═══ Material provided

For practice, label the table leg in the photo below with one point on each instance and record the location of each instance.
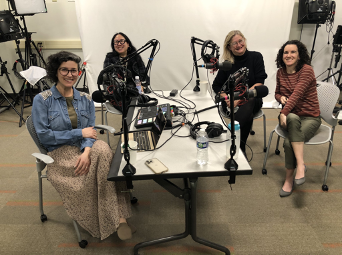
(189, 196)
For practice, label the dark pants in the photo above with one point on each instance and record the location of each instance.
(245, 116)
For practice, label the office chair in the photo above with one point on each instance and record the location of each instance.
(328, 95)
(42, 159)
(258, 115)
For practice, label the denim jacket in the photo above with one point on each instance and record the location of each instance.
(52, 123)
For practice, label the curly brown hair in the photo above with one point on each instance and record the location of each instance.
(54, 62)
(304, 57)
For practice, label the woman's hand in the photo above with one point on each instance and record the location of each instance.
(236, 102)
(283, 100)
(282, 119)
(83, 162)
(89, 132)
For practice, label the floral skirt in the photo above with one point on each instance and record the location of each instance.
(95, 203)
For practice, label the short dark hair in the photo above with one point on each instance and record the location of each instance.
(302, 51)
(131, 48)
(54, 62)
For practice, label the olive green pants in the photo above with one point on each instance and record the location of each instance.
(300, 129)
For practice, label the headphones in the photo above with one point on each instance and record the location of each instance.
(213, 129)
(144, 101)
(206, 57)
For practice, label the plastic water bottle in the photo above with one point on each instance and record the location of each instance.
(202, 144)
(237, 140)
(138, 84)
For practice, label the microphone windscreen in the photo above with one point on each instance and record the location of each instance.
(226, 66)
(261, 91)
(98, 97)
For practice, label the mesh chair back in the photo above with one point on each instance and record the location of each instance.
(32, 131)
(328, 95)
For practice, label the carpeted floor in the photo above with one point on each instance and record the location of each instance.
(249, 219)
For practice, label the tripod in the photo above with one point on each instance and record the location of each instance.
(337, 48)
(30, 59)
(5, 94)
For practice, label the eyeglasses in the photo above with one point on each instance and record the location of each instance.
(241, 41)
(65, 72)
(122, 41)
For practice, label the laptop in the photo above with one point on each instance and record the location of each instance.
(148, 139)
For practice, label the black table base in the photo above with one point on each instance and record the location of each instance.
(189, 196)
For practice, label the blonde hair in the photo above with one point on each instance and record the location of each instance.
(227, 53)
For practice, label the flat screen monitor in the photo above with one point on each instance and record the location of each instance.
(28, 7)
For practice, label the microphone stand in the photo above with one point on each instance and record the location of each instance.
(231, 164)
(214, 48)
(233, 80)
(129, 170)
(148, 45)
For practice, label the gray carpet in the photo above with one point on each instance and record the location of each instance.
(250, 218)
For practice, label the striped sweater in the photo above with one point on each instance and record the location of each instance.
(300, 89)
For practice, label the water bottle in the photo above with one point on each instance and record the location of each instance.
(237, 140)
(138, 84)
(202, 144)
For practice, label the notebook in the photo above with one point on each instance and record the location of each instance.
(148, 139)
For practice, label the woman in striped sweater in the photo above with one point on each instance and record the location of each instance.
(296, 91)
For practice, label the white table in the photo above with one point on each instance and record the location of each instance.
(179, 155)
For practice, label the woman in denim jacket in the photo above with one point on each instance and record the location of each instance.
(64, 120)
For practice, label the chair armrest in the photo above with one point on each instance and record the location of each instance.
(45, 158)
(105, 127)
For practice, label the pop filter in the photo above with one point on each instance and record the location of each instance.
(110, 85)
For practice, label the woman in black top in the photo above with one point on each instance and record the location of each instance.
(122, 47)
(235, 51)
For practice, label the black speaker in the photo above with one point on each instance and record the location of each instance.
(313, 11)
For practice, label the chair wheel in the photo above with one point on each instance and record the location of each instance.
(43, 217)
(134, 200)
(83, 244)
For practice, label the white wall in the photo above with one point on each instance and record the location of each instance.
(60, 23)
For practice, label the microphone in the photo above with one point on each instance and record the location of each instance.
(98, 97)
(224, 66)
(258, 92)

══════

Please write out the rows again, starting with the line that contains "For practice, label the white wall" and going through the end of the rows, substituting "As an exercise" for "For practice" and changing nothing else.

### Answer for this exercise:
As an exercise, label the white wall in the photo above with one point on each instance and record the location of each instance.
(60, 23)
As an exercise, label the microphone in the photo above with one point on each instance and record the location of each instance.
(98, 97)
(224, 66)
(258, 92)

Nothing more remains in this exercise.